(Region pointing data)
-*-

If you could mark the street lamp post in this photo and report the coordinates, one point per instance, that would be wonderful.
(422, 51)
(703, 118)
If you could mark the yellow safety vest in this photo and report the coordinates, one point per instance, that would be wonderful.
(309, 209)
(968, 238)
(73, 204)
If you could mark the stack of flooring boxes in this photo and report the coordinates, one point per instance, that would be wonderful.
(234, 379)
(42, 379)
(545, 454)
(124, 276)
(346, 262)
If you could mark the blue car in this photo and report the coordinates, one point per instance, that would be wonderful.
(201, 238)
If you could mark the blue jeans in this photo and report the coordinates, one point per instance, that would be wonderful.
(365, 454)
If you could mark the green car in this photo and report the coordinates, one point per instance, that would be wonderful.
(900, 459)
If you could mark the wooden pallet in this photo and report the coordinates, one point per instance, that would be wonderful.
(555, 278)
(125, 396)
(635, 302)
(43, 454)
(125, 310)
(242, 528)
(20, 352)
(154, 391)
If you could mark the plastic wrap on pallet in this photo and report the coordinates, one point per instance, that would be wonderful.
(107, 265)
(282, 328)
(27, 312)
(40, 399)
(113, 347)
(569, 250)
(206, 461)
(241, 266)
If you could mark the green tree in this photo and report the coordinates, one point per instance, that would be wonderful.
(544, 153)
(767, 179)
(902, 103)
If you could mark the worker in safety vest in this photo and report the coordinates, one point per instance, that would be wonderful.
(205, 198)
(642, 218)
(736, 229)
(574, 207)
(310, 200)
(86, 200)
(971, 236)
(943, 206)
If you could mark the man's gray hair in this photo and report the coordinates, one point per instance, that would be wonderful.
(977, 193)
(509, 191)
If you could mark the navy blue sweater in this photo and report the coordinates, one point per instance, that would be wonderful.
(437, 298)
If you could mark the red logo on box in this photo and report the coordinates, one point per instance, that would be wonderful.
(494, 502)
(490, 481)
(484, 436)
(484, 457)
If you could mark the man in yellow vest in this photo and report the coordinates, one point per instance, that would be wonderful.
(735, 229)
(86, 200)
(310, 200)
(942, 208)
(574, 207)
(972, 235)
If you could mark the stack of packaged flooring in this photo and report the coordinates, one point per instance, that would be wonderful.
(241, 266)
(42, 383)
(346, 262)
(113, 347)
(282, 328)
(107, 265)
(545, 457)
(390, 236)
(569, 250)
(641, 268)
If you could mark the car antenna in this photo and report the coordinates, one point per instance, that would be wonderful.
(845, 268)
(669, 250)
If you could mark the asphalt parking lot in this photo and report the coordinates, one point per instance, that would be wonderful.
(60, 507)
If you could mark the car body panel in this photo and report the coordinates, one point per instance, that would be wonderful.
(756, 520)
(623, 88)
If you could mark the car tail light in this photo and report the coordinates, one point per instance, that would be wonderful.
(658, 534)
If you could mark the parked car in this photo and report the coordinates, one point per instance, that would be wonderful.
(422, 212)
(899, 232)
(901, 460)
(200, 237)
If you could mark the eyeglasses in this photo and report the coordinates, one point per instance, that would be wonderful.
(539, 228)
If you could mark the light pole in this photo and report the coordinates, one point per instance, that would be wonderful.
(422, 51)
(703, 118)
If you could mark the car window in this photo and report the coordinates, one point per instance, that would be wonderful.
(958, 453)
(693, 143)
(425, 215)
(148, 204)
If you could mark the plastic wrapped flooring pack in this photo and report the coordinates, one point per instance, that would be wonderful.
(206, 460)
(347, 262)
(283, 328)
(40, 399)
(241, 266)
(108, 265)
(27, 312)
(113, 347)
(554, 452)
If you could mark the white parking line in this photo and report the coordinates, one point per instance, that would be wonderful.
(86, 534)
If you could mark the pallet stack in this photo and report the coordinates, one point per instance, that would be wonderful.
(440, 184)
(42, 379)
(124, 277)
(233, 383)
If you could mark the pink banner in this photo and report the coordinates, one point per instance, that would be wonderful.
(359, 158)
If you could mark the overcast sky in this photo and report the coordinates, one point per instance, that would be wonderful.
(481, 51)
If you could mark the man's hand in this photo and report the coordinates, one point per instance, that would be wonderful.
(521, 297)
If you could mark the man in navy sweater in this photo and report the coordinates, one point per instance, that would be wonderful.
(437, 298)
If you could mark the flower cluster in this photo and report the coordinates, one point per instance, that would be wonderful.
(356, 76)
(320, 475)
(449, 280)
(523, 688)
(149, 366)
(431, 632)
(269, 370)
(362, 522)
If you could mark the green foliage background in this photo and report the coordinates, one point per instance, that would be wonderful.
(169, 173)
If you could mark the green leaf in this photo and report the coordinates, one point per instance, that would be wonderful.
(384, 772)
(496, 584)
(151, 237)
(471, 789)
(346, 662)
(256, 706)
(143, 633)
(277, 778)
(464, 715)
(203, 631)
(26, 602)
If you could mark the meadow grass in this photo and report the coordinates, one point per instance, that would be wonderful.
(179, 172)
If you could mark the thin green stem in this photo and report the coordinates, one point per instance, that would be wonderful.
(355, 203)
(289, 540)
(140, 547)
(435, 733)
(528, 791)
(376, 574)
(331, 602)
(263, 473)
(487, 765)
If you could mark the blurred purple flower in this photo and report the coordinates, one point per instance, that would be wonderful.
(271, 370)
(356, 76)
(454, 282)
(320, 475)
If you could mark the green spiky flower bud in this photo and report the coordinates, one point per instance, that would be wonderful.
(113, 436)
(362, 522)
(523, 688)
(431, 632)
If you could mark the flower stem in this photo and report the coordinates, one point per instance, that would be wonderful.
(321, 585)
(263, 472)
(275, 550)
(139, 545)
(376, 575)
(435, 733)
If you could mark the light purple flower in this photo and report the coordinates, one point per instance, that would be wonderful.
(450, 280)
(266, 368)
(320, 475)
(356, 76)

-*-

Nothing but the lines from the line containing "If you could mark the light purple" through the final line of the entries should appear in your answer, copied exactly.

● **Exercise output**:
If you could mark the light purple flower in this photo and report the coordinates, one point per instance, that would be wonderful.
(450, 280)
(266, 368)
(320, 475)
(356, 76)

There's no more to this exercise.